:: Provided material ::

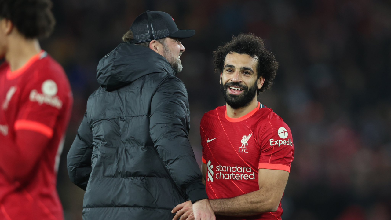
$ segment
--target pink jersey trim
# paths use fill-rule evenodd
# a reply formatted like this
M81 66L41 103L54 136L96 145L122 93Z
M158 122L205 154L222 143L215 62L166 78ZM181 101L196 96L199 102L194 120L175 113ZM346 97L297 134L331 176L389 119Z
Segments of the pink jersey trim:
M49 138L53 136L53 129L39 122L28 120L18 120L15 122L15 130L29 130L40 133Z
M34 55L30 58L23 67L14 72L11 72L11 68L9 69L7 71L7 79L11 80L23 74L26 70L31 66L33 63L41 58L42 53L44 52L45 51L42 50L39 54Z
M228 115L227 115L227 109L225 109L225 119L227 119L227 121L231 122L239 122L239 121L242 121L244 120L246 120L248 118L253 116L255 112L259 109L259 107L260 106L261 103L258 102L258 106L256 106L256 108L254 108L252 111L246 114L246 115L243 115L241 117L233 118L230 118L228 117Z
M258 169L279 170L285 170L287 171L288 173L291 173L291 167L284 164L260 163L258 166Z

:::

Please report every line in the listing above that contains the word "pink", copying each one in full; case counts.

• **Written answer**
--target pink jersey trim
Segments of the pink jersey trim:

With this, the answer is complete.